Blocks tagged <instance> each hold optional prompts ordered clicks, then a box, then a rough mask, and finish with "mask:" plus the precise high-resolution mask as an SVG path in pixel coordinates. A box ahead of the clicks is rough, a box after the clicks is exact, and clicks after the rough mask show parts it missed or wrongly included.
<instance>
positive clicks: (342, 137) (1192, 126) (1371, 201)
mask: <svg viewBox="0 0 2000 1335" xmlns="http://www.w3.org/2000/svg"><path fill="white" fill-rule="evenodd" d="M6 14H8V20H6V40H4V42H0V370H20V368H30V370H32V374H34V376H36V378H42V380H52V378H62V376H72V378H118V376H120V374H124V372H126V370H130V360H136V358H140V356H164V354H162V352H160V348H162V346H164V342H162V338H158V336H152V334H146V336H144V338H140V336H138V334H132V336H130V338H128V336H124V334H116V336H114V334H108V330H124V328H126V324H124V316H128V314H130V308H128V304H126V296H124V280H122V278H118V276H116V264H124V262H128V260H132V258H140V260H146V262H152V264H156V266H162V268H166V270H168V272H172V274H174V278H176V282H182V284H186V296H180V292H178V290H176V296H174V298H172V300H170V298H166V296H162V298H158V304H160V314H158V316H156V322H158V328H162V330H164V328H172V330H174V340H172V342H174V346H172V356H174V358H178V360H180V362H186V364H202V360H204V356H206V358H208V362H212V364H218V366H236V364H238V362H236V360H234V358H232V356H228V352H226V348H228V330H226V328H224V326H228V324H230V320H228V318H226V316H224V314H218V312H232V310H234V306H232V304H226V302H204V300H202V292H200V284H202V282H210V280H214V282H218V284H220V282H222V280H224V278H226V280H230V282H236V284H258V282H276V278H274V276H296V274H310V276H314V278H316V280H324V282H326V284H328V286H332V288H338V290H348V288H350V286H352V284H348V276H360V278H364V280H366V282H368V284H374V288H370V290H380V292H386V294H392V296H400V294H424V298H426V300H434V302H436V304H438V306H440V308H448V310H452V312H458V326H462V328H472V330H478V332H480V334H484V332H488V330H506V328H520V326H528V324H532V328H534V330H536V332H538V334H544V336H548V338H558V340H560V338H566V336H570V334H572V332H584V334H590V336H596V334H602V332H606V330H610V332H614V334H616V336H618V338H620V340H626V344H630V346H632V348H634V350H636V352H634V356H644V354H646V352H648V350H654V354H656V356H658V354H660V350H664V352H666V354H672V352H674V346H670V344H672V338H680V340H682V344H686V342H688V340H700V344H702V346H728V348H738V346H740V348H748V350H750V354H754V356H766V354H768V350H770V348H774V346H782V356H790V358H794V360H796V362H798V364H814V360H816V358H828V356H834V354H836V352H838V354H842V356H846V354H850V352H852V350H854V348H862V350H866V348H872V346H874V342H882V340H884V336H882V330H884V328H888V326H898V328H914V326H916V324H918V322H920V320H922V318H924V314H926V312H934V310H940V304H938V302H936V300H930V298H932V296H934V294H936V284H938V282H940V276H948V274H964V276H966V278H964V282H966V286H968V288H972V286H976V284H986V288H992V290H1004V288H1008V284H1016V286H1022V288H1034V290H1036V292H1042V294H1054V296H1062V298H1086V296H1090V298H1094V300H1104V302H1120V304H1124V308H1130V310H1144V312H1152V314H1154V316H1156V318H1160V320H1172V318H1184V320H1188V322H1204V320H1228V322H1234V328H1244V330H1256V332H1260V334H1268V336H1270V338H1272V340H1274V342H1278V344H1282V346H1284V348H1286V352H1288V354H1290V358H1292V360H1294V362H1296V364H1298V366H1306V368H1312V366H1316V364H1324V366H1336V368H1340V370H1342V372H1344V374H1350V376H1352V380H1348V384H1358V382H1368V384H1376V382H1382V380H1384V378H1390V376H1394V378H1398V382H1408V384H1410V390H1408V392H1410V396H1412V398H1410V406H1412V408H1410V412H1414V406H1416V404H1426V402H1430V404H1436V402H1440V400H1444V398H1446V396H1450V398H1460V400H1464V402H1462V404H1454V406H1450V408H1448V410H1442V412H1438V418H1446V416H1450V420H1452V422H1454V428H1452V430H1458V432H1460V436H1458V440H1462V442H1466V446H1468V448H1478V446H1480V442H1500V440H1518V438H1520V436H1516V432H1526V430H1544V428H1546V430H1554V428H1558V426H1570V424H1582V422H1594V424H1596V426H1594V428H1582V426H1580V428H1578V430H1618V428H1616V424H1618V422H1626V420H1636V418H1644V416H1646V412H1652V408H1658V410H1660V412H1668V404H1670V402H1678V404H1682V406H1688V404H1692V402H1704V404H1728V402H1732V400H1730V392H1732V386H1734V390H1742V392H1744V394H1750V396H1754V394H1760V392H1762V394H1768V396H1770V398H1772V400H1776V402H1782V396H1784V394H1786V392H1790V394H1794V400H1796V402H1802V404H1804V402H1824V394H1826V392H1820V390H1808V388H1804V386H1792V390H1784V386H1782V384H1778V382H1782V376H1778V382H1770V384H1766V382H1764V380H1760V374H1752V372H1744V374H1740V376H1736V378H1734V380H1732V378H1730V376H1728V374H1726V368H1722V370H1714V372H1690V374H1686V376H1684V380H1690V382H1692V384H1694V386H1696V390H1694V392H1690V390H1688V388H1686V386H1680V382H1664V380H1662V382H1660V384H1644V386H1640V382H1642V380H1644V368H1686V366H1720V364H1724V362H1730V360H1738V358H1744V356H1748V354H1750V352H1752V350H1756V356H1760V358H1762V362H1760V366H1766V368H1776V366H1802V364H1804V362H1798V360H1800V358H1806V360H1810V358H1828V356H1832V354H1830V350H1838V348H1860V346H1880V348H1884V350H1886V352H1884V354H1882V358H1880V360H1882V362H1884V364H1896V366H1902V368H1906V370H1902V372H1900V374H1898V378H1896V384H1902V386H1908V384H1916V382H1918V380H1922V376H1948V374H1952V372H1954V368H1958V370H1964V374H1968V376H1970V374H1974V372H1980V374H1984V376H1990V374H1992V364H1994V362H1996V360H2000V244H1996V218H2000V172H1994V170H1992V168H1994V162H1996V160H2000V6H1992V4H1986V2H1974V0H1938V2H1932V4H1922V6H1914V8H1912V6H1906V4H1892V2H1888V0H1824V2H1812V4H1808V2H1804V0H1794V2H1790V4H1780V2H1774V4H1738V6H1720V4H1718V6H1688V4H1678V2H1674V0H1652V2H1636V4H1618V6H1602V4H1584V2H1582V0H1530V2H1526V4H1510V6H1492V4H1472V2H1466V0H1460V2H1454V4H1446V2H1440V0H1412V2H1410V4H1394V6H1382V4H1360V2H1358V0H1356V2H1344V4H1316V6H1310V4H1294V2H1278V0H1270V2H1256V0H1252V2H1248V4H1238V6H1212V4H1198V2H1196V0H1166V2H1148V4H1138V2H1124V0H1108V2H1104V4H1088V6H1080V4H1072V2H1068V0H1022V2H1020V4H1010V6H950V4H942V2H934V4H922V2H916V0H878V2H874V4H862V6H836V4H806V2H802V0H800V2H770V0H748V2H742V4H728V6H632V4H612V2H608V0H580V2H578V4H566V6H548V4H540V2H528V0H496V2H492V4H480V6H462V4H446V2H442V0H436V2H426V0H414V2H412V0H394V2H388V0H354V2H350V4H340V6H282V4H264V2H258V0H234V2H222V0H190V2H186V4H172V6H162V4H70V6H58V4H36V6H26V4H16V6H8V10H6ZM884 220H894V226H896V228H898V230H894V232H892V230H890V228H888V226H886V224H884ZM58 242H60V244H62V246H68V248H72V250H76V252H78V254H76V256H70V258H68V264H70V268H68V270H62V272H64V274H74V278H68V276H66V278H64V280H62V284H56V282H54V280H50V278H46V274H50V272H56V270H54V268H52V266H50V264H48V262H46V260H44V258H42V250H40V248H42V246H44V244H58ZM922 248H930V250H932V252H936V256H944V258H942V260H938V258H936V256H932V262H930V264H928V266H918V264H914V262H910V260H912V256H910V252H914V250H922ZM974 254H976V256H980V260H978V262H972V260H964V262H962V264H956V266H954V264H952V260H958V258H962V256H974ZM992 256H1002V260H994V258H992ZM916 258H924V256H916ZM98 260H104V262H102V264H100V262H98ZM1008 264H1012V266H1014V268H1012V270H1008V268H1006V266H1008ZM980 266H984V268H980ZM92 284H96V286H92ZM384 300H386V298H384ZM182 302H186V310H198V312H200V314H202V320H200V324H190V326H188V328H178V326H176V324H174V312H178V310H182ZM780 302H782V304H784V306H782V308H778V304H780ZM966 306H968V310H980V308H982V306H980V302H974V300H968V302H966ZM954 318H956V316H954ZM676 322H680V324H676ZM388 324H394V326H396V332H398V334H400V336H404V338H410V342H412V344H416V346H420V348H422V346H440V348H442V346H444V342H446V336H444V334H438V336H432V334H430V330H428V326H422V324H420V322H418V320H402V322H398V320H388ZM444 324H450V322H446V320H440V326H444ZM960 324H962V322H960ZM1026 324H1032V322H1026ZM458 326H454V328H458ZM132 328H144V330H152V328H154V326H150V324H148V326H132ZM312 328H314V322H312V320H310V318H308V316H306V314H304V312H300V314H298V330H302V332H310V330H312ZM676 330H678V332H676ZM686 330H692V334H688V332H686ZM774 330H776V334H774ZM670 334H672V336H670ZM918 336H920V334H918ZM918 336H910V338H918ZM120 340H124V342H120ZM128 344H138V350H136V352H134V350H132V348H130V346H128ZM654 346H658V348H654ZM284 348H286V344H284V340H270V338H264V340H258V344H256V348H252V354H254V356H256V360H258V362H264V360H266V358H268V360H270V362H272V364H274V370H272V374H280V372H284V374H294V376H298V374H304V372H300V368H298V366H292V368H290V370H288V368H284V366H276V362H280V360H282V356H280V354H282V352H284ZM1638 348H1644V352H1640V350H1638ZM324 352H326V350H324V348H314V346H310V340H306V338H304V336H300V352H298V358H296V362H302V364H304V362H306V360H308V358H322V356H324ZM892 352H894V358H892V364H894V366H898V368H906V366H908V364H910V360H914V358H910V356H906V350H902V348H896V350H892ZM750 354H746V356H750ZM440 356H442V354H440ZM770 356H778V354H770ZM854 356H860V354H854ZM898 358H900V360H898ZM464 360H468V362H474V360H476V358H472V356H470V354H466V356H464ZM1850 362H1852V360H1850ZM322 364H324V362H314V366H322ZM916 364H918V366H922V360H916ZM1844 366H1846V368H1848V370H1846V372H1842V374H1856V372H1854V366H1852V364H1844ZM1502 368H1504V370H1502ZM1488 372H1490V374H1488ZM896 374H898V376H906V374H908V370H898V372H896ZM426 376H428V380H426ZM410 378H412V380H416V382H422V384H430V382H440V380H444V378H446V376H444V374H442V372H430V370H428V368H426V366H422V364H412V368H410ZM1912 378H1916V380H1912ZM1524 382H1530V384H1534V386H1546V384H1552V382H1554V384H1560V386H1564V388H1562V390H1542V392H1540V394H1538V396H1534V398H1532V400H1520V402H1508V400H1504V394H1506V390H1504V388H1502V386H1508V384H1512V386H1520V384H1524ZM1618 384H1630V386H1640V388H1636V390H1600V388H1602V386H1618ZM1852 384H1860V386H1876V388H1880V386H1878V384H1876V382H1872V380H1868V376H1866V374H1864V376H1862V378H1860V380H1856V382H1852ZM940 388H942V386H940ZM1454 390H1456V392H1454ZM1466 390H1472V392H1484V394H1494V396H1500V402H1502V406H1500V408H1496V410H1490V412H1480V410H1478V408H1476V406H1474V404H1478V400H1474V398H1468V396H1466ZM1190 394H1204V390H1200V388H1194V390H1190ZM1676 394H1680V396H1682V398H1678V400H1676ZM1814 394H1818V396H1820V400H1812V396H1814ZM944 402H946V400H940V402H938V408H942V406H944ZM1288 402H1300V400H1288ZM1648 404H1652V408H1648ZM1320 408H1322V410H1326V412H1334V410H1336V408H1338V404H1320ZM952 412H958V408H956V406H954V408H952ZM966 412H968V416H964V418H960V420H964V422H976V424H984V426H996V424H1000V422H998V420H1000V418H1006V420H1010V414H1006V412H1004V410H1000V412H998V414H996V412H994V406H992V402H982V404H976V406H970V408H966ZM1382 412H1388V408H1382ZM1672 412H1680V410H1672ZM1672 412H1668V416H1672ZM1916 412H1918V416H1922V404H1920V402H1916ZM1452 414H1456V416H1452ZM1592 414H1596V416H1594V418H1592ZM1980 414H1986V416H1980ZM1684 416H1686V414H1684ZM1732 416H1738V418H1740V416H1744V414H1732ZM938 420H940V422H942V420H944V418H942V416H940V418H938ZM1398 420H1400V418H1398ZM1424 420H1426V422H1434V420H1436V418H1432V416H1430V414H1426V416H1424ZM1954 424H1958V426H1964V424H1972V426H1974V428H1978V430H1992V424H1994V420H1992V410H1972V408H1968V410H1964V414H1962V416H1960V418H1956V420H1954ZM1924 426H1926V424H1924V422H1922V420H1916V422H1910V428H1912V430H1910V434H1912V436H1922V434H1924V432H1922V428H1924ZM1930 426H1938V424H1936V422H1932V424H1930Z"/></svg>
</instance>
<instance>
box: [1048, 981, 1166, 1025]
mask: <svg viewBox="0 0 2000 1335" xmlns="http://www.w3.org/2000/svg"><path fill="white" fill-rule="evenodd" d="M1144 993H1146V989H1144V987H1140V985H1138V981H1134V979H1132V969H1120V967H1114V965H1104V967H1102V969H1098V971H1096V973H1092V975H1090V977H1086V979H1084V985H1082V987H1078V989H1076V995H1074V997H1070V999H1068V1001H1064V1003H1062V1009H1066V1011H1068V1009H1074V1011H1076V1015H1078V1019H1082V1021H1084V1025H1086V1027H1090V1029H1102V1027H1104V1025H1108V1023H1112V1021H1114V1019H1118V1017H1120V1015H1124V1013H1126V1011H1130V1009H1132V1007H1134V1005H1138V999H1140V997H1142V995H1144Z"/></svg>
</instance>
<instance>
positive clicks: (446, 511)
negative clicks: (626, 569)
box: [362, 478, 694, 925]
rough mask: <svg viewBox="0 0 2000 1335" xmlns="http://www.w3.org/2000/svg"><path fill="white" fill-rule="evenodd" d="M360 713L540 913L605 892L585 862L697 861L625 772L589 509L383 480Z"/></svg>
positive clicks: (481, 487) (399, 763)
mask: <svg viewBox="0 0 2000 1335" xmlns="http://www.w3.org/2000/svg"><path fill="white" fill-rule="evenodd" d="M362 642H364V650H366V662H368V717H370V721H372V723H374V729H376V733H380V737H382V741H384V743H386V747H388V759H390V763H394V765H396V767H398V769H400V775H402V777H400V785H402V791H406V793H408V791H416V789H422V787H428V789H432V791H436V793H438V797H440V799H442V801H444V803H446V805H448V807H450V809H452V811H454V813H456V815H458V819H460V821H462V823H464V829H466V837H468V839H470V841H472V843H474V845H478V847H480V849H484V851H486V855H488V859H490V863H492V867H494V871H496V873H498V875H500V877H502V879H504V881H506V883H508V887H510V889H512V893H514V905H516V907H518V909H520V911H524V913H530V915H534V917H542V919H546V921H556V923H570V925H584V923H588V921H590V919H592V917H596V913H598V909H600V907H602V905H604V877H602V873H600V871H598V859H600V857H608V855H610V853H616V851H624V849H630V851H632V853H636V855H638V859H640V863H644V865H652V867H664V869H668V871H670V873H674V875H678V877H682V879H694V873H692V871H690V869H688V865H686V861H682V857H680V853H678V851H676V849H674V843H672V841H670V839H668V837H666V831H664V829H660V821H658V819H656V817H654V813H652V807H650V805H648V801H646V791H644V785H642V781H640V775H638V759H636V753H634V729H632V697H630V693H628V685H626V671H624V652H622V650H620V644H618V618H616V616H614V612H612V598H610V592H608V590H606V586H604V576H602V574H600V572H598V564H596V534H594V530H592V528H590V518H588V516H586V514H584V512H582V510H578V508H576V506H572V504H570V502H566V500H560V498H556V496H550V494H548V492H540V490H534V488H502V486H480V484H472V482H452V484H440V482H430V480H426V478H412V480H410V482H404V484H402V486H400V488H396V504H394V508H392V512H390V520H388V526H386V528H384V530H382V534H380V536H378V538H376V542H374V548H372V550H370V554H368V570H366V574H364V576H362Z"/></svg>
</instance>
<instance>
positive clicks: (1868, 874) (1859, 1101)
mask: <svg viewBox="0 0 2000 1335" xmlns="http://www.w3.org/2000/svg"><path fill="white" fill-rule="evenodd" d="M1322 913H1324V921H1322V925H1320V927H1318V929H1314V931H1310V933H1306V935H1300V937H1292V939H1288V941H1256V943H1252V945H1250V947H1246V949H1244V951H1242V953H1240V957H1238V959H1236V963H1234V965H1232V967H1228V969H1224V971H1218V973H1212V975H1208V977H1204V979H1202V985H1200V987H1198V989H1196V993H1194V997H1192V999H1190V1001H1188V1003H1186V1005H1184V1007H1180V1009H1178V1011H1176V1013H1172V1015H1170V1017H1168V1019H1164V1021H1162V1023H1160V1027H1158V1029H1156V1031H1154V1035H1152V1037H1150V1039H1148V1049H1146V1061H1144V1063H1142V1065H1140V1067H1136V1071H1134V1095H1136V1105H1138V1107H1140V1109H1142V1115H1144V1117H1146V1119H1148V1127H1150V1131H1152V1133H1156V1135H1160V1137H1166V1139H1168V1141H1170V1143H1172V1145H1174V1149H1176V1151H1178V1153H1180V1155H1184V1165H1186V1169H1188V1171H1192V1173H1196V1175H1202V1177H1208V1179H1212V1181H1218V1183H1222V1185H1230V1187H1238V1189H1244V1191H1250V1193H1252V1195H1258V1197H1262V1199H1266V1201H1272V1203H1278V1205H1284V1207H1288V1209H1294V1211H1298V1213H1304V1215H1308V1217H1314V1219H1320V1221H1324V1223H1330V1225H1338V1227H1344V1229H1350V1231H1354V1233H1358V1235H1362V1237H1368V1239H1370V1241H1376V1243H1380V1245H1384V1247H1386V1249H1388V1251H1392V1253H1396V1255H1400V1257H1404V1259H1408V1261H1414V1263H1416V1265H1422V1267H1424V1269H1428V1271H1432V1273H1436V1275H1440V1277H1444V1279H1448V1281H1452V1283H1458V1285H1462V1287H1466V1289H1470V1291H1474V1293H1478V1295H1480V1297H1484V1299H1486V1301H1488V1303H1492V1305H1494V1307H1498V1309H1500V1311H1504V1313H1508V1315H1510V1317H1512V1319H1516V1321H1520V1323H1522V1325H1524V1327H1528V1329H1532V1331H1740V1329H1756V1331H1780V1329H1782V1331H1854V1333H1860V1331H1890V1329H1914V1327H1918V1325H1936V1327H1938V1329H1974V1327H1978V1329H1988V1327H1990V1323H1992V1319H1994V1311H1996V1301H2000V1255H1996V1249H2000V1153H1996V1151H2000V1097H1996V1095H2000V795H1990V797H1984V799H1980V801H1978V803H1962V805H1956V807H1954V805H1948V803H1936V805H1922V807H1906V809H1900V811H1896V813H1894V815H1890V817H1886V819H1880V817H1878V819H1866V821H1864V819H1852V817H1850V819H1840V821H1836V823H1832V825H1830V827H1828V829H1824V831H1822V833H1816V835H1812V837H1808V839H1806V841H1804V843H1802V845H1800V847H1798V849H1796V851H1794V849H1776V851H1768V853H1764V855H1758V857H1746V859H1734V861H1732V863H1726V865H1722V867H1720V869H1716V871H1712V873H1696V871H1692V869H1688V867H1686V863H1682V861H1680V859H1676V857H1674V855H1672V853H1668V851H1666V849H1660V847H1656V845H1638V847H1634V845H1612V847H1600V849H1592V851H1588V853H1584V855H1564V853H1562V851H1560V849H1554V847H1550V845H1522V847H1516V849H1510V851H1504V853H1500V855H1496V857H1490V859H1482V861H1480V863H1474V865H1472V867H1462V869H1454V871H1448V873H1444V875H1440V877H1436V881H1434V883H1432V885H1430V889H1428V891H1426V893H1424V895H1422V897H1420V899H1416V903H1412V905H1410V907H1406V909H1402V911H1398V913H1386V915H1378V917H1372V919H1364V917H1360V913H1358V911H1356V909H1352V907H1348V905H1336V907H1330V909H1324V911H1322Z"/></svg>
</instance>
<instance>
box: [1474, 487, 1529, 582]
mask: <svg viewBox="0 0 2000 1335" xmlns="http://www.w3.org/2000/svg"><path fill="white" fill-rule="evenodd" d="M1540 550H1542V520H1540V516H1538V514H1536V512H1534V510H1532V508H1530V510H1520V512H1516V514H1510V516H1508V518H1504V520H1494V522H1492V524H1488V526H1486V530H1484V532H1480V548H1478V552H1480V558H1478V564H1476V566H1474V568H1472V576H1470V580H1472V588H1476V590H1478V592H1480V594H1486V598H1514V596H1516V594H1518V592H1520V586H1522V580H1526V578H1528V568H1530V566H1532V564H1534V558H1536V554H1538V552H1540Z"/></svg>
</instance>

* How to complete this task *
Count the lines in the entries above that contain the word "positive", where case counts. Reply with the number alone.

* Expected answer *
4